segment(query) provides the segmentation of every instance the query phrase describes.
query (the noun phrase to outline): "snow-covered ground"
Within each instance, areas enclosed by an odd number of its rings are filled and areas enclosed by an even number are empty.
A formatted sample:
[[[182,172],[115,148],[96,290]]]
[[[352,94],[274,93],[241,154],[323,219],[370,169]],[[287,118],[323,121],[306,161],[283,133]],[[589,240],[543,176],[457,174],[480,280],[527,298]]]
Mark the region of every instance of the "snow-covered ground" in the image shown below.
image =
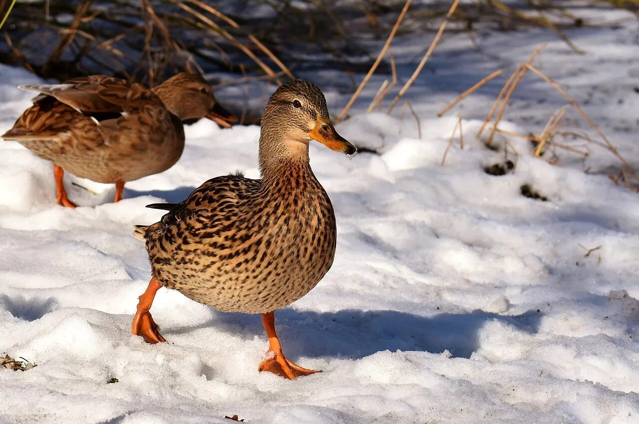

- - - - -

Retype every line of the rows above exactly as they appear, but leave out the picture.

segment(query) provides the segmentation of every instance the query phrase describes.
query (the noun phrase to outline): "snow-covered ground"
Within each instance, areas enclosed by an odd number of its rings are filled and areas enclosed by an even number are empty.
A formatted sample:
[[[182,172],[115,148],[96,290]]]
[[[352,94],[274,93],[241,154],[323,219],[370,169]],[[287,118],[323,121],[306,161],[283,133]],[[589,240],[543,176],[457,174],[480,280],[527,298]]]
Mark the region of every instance of the "snow-covered ground" in the image shown below.
image =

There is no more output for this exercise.